* [Goal]: Rewrite the data below, putting "outline" wherever "highlight" appears and leaving everything else untouched.
• • •
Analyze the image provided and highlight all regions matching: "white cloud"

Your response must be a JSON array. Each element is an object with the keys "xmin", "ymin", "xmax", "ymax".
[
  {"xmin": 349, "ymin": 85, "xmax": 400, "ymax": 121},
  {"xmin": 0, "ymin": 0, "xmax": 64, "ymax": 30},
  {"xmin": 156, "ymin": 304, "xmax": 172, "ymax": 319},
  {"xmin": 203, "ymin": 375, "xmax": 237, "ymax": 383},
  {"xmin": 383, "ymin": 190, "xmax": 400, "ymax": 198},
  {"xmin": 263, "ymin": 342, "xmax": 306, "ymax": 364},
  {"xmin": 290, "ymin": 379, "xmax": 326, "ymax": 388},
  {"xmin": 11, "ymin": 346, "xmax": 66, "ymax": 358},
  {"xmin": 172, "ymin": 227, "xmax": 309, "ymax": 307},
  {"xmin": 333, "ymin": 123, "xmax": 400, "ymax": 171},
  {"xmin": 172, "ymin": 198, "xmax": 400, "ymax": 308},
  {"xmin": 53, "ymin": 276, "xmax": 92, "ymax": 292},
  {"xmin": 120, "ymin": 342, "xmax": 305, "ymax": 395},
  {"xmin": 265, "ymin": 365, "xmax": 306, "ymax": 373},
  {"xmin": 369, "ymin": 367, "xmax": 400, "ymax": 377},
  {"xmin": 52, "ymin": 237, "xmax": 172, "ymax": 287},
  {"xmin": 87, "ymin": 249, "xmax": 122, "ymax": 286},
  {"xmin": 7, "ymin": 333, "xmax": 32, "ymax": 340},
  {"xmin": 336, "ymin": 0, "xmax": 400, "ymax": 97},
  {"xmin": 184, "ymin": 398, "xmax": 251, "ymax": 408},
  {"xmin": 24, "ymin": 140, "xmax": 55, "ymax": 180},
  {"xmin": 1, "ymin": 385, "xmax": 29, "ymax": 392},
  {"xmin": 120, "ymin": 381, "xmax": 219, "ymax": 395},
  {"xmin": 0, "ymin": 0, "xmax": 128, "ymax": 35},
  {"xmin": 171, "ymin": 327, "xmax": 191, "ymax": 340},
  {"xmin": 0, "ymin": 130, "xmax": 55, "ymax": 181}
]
• • •
* [Exercise response]:
Analyze the image provided and outline all regions matching: "white cloud"

Your response must be a JSON array. Each element is an object with the keys "xmin", "ymin", "xmax", "ymax".
[
  {"xmin": 349, "ymin": 85, "xmax": 400, "ymax": 121},
  {"xmin": 0, "ymin": 0, "xmax": 64, "ymax": 30},
  {"xmin": 156, "ymin": 304, "xmax": 172, "ymax": 319},
  {"xmin": 203, "ymin": 375, "xmax": 237, "ymax": 383},
  {"xmin": 383, "ymin": 190, "xmax": 400, "ymax": 198},
  {"xmin": 263, "ymin": 342, "xmax": 306, "ymax": 364},
  {"xmin": 290, "ymin": 379, "xmax": 326, "ymax": 388},
  {"xmin": 11, "ymin": 346, "xmax": 66, "ymax": 358},
  {"xmin": 172, "ymin": 227, "xmax": 309, "ymax": 307},
  {"xmin": 333, "ymin": 123, "xmax": 400, "ymax": 171},
  {"xmin": 172, "ymin": 198, "xmax": 400, "ymax": 308},
  {"xmin": 53, "ymin": 276, "xmax": 92, "ymax": 292},
  {"xmin": 120, "ymin": 342, "xmax": 305, "ymax": 395},
  {"xmin": 265, "ymin": 365, "xmax": 306, "ymax": 373},
  {"xmin": 369, "ymin": 367, "xmax": 400, "ymax": 377},
  {"xmin": 52, "ymin": 237, "xmax": 172, "ymax": 287},
  {"xmin": 87, "ymin": 249, "xmax": 122, "ymax": 286},
  {"xmin": 7, "ymin": 333, "xmax": 32, "ymax": 340},
  {"xmin": 336, "ymin": 0, "xmax": 400, "ymax": 97},
  {"xmin": 184, "ymin": 398, "xmax": 251, "ymax": 408},
  {"xmin": 24, "ymin": 140, "xmax": 55, "ymax": 180},
  {"xmin": 1, "ymin": 385, "xmax": 29, "ymax": 392},
  {"xmin": 120, "ymin": 381, "xmax": 219, "ymax": 395},
  {"xmin": 0, "ymin": 0, "xmax": 128, "ymax": 35},
  {"xmin": 171, "ymin": 327, "xmax": 191, "ymax": 340},
  {"xmin": 0, "ymin": 130, "xmax": 55, "ymax": 181}
]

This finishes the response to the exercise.